Rewrite all the rows below with every "photograph" swapped for "image" and nothing else changed. Leave the pictures out of your answer.

[START Exercise materials]

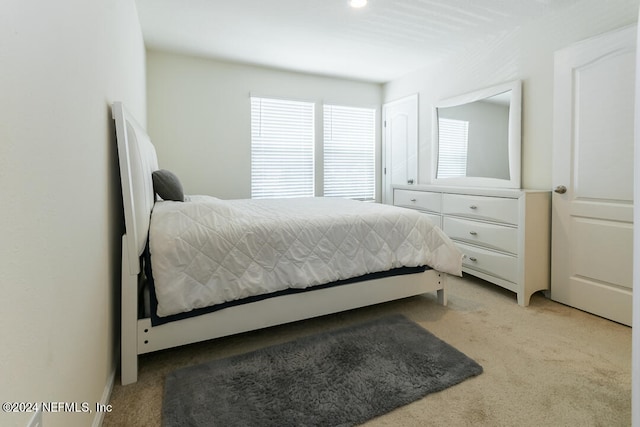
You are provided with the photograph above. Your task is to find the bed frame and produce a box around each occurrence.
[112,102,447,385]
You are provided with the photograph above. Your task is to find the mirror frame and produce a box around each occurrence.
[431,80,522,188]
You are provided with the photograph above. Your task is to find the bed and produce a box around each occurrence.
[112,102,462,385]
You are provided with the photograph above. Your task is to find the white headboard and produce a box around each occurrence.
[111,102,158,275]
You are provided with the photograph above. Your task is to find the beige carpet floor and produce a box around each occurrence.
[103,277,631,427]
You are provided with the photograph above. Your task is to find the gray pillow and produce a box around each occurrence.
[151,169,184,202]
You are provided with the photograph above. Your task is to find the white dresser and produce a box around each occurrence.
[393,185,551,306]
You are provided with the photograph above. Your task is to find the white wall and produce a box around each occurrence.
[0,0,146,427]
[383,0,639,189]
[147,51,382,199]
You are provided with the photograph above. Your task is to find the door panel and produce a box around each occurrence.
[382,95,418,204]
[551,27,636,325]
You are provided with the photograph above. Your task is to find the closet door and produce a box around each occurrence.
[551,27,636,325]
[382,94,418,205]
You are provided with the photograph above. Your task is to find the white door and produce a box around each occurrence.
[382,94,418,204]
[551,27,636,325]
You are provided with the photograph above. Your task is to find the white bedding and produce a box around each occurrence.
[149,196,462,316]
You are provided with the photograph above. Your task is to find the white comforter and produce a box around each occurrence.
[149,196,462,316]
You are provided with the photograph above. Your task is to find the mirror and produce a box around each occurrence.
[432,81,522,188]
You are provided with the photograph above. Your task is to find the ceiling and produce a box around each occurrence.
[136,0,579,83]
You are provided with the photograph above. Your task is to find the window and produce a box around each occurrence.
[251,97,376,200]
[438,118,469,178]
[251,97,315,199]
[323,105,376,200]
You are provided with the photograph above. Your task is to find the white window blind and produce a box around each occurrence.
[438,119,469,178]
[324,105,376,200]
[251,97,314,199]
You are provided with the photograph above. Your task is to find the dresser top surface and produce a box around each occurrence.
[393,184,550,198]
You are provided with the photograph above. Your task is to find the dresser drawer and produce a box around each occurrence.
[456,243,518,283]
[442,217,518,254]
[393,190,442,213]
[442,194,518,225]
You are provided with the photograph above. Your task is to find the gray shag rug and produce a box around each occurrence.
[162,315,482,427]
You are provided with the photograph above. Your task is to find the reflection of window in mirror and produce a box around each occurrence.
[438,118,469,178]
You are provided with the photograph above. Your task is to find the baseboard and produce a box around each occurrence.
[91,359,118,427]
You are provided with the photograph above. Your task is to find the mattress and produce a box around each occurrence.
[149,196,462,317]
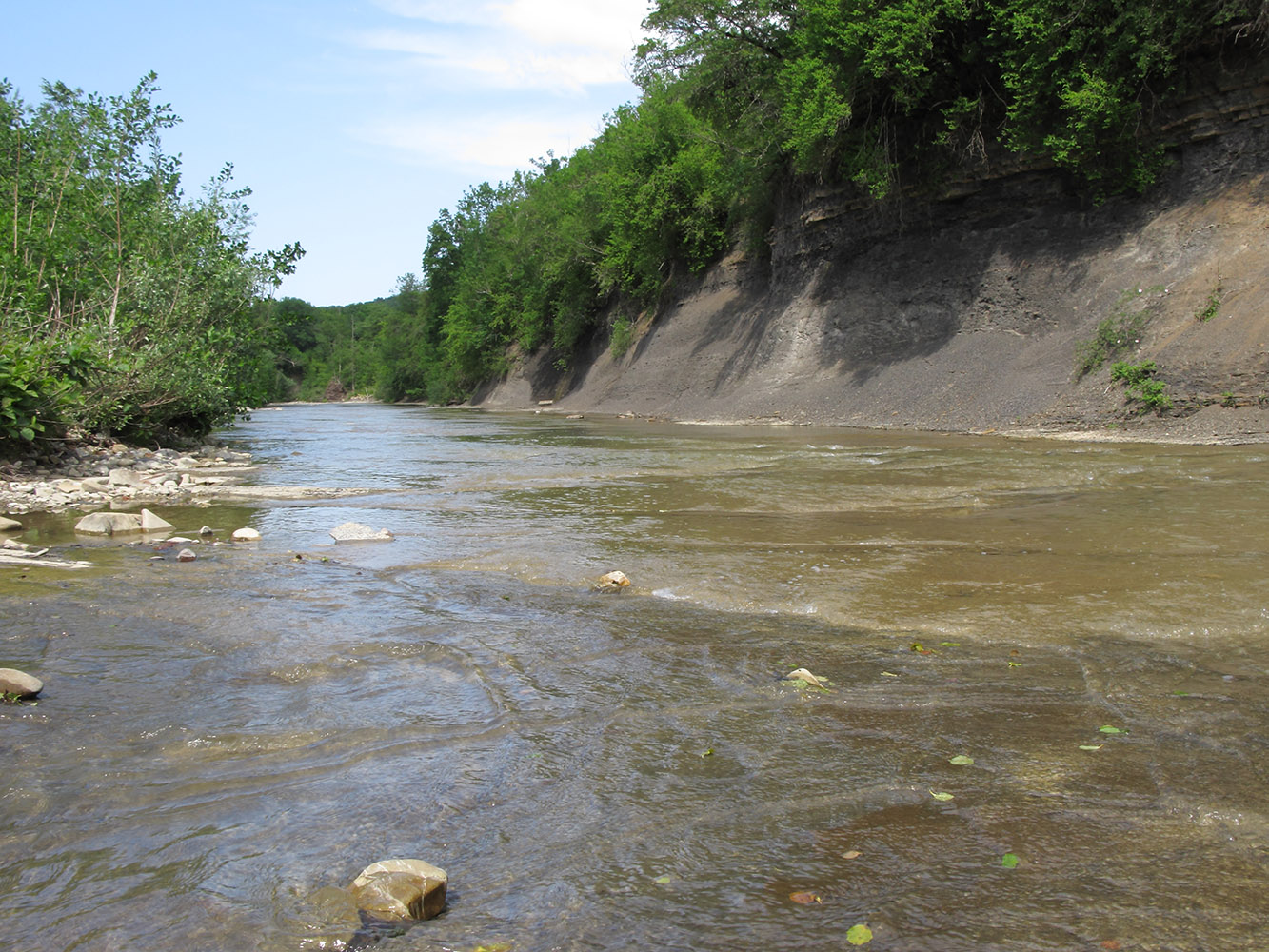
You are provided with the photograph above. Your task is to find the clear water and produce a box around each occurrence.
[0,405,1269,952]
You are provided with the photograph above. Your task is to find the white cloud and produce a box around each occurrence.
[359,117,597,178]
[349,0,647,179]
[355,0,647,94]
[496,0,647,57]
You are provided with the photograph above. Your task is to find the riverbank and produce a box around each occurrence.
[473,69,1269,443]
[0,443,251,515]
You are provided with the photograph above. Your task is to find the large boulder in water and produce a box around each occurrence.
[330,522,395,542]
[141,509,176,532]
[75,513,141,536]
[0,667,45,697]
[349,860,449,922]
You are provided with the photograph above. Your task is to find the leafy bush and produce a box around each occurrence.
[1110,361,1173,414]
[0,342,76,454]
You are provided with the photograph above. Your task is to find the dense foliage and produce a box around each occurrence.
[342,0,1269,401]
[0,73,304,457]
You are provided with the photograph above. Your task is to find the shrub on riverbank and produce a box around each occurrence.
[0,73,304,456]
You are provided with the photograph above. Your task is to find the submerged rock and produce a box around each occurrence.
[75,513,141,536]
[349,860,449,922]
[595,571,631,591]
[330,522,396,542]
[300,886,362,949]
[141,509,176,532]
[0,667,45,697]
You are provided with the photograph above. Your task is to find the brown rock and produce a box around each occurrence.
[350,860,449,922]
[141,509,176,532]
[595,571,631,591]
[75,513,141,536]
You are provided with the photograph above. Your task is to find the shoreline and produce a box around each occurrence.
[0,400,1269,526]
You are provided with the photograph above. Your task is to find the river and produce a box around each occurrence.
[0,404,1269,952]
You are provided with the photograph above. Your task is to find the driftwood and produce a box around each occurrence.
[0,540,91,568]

[END Exercise materials]

Response
You are provided with the image above. Your task is to find the bed frame and produce a box around each occurrence.
[112,102,447,385]
You are provided with the image above. Your task is to find the mirror frame and produce a box around each occurrence.
[431,80,522,188]
You are provided with the image above. Your task is to find the bed and produce a box around each occurrence.
[112,102,462,385]
You are provided with the image above. Your task is to find the white headboard and produce a box around each occurrence.
[111,102,158,275]
You are provided with the image above. Your task is to find the beige carpet floor and produce a box around each occurrence.
[103,277,631,427]
You are provided with the image above. Your task is to find the gray pillow and produce a box around each occurrence.
[151,169,184,202]
You are provided with the image above. Your task is to find the white dresser and produce a box around each occurrence.
[393,185,551,306]
You are provided with the image above. Your task is to find the white wall and produce a box around each occurrence.
[0,0,146,427]
[383,0,639,189]
[147,51,382,199]
You are provided with the image above. Your task is to find the door panel and produce a box around each occurrence.
[382,95,418,204]
[551,27,636,325]
You are provided with the image above. Your task is to find the closet door and produce a box around each occurrence.
[551,27,636,325]
[382,94,418,205]
You are provided with the image above. Your task is to find the white door and produce a box around each occurrence.
[382,94,418,204]
[551,27,636,325]
You are provided with the image above. Your task is to find the white bedding and produce a box around each occurrence.
[149,196,462,316]
You are provided with the image above. Your task is to find the white comforter and produce a box around each occurrence.
[149,196,462,316]
You are provided with the image above. Your task is to find the mirror and produce a box around each occurrence.
[432,81,522,188]
You are provided with the image above. Your task is to find the ceiling and produce a box around each occurrence.
[136,0,579,83]
You are provided with the image above. Your task is to find the window and produce a box around each occurrence.
[251,97,376,200]
[438,118,469,178]
[251,97,315,199]
[323,105,376,200]
You are provided with the image above. Your task is to find the white window blind and produce a box around each occurrence.
[438,119,469,178]
[324,105,376,200]
[251,97,314,199]
You are provided with the image above. Your task is to find the dresser top surface and produce a box around each occurrence.
[393,184,550,198]
You are provided with the image above. Your task is to find the dresser drawer and produce a box around each occurrence.
[456,243,518,283]
[442,217,518,254]
[393,190,442,213]
[442,194,518,225]
You are provided with the image above. Your task is to find the gray shag rug and produce a box around each occurrence.
[162,315,482,427]
You are provided with the image above. Your task is to find the reflection of window in mirror and produce a box around each occurrence.
[438,118,469,178]
You are provided with the image above. Your task is to find the baseboard and produce a box around each occurrence.
[91,359,118,427]
You are provided with the image above. Your task is to find the mattress and produce a box around each occurrence.
[149,196,462,317]
You are provided with the image above. Your task is to find the clear water and produce a box around each occurrence.
[0,405,1269,952]
You are provided with the image above. Your task is to find the white cloud and produce a box around each occurrence.
[359,117,597,178]
[349,0,647,179]
[355,0,647,94]
[496,0,647,57]
You are provided with the image above. Your task is to find the riverbank and produce a box around each occurrence.
[473,69,1269,443]
[0,443,251,515]
You are provided with the image above. Your task is to find the large boulder in water and produce a box around each occurrence.
[330,522,395,542]
[141,509,176,532]
[75,513,141,536]
[0,667,45,697]
[349,860,449,922]
You are provided with the image above. Your task is to find the leafy bush and produce a box around each occurrence.
[1110,361,1173,414]
[0,342,76,454]
You are provided with the image above. Your task is to find the dense foliage and produce a box around each occurrence.
[342,0,1269,401]
[0,73,304,457]
You are provided with the image above. Your task is to find the shrub on riverbank and produce a box around each occurrence.
[0,73,304,456]
You are provided with the image above. Your task is to find the submerged rock and produce a box around each occurrence.
[75,513,141,536]
[349,860,449,922]
[595,571,631,591]
[330,522,396,542]
[300,886,362,949]
[141,509,176,532]
[0,667,45,697]
You are provided with the image above. Your task is to find the brown rock and produce a box around each occurrence.
[350,860,449,922]
[141,509,176,532]
[595,571,631,591]
[75,513,141,536]
You are provided with the image above. Your task is to find the shoreline and produce a box around each occurrence.
[0,400,1269,526]
You are provided with the image above. Your task is to find the river and produce a box around each occurrence.
[0,404,1269,952]
You are provided with the image above. Your task is to find the driftwood and produce a box around each occurrence.
[0,540,91,568]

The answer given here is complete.